◆ Location identification entries ◆
--- start ---

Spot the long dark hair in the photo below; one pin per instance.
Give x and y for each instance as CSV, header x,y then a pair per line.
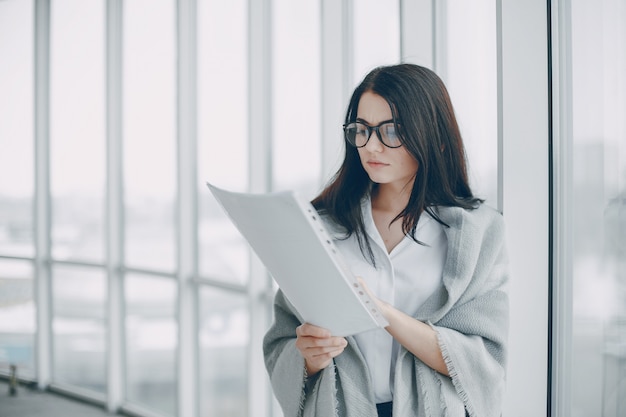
x,y
423,113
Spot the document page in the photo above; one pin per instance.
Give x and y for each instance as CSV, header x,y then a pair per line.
x,y
287,234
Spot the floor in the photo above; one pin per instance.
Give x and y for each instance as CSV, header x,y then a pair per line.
x,y
32,402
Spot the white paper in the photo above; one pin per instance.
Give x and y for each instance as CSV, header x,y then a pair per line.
x,y
288,236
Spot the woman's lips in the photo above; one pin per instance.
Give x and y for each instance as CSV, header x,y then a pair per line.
x,y
376,164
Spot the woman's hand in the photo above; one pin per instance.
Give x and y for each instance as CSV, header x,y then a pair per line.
x,y
318,347
417,337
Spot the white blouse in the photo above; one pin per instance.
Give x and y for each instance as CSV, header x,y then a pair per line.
x,y
405,278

--- end ---

◆ TO BE DONE ◆
Replace "one pin per instance" with "one point per instance" in the lines running from the one containing "Spot the floor" through the last line, keeping everything else unchanged, and give only those lines.

◆ THE SOLUTION ◆
Spot the floor in the photo above; one point per instance.
Give x and y for each instance as CSV, header x,y then a pair per line.
x,y
32,402
Spot the white paper in the photo above; one point per instance.
Give x and y for each instance as CSV, header x,y then a pair per line.
x,y
288,236
Spot the woman's lips in the photo above; one point per instance.
Give x and y for each instance as CSV, header x,y then a pair per line.
x,y
376,164
Spot the woman's hand in the photo above; one point per instance.
Give x and y for each instance as CSV, header x,y then a pair per line.
x,y
318,347
417,337
Spot the white blouse in the photo above; one point per instance.
Give x and y for each instance as CSV, header x,y then a pair per line.
x,y
405,278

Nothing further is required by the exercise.